▶ [Brief]
Transcribe every line of the entries below without any changes, leaving out the pictures.

▶ [Point annotation entries]
• • • • • • •

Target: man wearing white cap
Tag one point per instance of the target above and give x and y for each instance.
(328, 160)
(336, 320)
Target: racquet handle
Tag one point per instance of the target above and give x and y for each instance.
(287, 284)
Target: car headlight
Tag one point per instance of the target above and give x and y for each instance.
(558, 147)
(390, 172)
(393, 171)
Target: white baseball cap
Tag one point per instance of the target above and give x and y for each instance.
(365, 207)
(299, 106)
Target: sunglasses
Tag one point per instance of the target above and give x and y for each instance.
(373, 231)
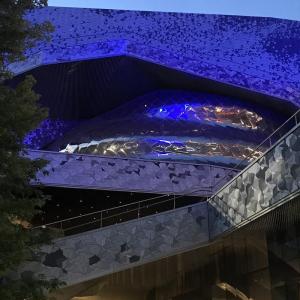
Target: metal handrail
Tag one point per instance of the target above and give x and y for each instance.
(101, 212)
(272, 145)
(175, 197)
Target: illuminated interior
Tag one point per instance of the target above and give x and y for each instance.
(174, 125)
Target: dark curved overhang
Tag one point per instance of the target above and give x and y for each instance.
(84, 89)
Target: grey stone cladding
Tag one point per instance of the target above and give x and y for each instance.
(92, 254)
(99, 252)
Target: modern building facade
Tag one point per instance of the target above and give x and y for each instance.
(171, 174)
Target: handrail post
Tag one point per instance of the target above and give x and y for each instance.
(174, 199)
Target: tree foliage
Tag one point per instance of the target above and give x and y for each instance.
(19, 113)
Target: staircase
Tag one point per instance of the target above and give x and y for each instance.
(271, 180)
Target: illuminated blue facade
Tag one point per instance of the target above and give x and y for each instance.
(137, 112)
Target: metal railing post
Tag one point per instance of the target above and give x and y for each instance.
(174, 199)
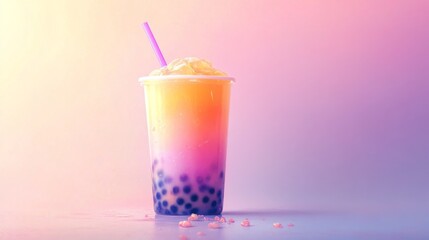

• • • • • • •

▶ [Solved problem]
Target: man wearing white cap
Tag one point per instance of the target above and give x and y for each instance.
(328, 160)
(336, 320)
Target: racquet handle
Tag one point per instance of the target above and give x and y for each instance.
(287, 284)
Target: car headlight
Tag one point per instance of the target above and give x and y for each instance.
(558, 147)
(390, 172)
(393, 171)
Target: white baseball cap
Tag one point per instance of the target above and give x and y for each instance.
(365, 207)
(299, 106)
Target: sunglasses
Tag one point per instance of the target above and give x and y for each instance.
(373, 231)
Target: metal handrail
Tag one point per instance of the target above and give x and y for each instance.
(101, 212)
(272, 145)
(175, 197)
Target: illuminated interior
Tag one point per instance of the target above and give x and y for each instance.
(174, 125)
Target: dark curved overhang
Tag one point per instance of the target above and give x and y for each instance.
(84, 89)
Target: grey stone cladding
Tag one point per instance of the target above and give x and y for each instance.
(92, 254)
(99, 252)
Target: modern building facade
Tag one point per instance of the target above and give x and y for each instance.
(171, 174)
Target: handrail post
Tag one point per instance of the target above and give x and y for each instance.
(174, 199)
Target: tree foliage
Tag one point per instance of the target above and give x and y for each instance.
(19, 113)
Target: staircase
Tag one point per instance of the target above and give x and y for each instance.
(271, 180)
Target: illuminated blue facade
Tag one point per instance of the target above and give x and y for each instance.
(137, 112)
Target: metal railing post
Tag one point per instance of the target above and give x and y for each instance.
(174, 199)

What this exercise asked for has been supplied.